» À faire:
**a)** Dans le texte sur le polar, relevez tous les adjectifs qui qualifient les mots « écriture », « phrases » et « langage ».
**b)** Recopiez le passage du texte sur le polar qui va de « Les chapitres courts » jusqu'à « ici parfaitement relevé. » inclus.

» Texte proposé:
□ □ □ □ □ □ □

Les chapitres courts oscillent entre moments réflexifs et d’actions, nous sommes toujours dans cette structure double qui se répercute aussi dans la structure de la narration. L’écriture de Paola Barbato est incisive et prend toute son ampleur dans les phases de dénouement, donnant un rythme haletant aux actions. Grâce à une écriture précise, elle parvient parfaitement à créer un climat de tension notamment lorsque le héros découvre les messages : des phrases simples et épurées plongent le protagoniste dans une profonde réflexion. Toute la difficulté dans le polar est de garder le lecteur dans une forme de questionnement ou de vigilance tout en restant dans un langage simple et clair, le défi est ici parfaitement relevé.

□ □ □ □ □ □ □

» Données à traiter:

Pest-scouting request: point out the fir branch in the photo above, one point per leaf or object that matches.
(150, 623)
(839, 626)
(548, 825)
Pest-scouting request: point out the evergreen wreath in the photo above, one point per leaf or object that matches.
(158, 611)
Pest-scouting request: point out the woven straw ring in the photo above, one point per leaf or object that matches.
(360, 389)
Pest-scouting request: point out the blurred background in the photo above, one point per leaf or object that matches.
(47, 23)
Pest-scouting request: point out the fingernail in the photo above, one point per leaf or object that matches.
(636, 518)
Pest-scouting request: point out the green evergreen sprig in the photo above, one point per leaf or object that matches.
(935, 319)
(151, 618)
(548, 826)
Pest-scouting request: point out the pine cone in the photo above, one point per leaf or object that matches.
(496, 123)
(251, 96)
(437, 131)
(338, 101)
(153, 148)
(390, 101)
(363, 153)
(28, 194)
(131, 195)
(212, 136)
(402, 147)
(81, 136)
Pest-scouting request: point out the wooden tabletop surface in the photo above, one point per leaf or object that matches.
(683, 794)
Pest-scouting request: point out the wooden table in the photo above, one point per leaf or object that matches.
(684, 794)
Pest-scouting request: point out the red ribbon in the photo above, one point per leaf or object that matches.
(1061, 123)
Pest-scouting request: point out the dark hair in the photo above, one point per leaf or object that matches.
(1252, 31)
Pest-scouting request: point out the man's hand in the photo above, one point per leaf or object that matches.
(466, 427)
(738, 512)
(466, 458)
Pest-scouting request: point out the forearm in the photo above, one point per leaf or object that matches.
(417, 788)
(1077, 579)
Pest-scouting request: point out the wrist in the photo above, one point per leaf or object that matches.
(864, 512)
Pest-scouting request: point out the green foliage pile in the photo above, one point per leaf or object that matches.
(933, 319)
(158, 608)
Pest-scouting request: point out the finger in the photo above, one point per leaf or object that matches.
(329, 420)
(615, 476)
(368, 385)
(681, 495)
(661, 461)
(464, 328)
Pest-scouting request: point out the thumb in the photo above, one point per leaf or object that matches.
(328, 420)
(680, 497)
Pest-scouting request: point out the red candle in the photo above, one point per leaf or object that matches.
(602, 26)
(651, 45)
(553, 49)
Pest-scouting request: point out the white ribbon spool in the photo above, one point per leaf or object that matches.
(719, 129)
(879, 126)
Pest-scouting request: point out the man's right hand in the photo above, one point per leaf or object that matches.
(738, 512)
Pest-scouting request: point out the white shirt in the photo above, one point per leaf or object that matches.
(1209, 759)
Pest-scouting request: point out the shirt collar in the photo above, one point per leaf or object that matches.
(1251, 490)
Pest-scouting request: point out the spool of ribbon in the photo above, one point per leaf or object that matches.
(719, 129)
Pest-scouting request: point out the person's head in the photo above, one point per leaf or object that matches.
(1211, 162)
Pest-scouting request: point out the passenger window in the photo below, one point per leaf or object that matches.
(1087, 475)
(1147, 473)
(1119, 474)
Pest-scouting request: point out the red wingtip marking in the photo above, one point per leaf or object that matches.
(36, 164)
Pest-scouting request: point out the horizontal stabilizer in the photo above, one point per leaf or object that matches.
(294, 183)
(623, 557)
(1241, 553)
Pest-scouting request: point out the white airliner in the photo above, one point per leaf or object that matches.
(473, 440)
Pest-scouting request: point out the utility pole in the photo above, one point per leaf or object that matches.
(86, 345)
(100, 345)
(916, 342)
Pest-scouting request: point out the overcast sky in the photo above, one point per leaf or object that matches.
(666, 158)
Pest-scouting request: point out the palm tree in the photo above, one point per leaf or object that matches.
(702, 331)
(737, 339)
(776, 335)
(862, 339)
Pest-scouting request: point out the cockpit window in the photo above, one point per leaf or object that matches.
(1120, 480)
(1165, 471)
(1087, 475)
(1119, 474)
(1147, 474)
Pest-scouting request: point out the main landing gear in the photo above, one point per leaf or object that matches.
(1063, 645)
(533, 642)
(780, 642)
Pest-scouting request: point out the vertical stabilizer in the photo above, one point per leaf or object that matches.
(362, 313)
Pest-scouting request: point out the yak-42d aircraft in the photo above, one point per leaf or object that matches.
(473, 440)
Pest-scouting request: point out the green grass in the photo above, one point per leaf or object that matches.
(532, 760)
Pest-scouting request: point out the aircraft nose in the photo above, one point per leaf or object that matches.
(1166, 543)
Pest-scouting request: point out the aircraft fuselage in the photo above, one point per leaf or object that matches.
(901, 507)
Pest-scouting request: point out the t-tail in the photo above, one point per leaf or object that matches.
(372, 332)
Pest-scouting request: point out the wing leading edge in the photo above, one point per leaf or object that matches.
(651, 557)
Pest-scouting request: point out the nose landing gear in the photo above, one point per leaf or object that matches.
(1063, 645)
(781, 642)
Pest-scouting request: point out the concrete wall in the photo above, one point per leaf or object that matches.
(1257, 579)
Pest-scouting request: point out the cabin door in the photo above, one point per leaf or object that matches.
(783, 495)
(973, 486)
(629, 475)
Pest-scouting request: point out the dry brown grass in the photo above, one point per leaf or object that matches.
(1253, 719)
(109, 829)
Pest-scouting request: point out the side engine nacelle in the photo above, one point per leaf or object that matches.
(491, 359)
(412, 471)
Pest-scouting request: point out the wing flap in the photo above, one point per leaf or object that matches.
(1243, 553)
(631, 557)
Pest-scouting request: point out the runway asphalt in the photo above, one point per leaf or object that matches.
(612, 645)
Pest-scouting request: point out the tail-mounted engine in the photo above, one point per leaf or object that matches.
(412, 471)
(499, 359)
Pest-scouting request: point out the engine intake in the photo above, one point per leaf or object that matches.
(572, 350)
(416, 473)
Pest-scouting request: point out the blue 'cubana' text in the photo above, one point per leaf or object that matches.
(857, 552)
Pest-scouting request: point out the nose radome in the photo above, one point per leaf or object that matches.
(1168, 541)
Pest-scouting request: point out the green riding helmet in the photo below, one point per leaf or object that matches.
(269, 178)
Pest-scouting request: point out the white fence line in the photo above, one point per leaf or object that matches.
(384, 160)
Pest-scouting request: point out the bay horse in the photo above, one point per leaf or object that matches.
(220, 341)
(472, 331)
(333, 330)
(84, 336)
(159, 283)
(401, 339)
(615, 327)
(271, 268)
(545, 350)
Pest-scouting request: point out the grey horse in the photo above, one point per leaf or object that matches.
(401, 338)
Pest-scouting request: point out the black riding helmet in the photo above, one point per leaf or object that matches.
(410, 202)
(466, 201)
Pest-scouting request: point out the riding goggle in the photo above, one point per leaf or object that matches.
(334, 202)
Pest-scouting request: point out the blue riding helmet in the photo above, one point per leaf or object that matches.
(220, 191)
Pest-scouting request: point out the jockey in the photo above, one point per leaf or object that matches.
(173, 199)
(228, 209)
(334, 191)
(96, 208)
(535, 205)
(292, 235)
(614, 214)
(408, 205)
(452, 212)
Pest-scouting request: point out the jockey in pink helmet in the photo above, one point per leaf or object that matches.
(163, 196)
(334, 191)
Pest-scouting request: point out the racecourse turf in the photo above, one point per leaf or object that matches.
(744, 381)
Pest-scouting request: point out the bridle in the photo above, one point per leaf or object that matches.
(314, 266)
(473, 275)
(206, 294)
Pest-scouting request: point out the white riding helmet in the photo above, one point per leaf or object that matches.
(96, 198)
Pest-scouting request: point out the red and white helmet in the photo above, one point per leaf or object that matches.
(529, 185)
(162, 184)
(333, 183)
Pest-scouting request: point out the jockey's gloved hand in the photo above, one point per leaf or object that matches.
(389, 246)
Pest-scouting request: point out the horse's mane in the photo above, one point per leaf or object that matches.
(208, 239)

□ □ □ □ □ □ □

» Corrigé des exercices:
**a)** incisive, précise, simples, épurées, simple, clair

**b)**
Les chapitres courts oscillent entre moments réflexifs et d’actions, nous sommes toujours dans cette structure double qui se répercute aussi dans la structure de la narration. L’écriture de Paola Barbato est incisive et prend toute son ampleur dans les phases de dénouement, donnant un rythme haletant aux actions. Grâce à une écriture précise, elle parvient parfaitement à créer un climat de tension notamment lorsque le héros découvre les messages : des phrases simples et épurées plongent le protagoniste dans une profonde réflexion. Toute la difficulté dans le polar est de garder le lecteur dans une forme de questionnement ou de vigilance tout en restant dans un langage simple et clair, le défi est ici parfaitement relevé.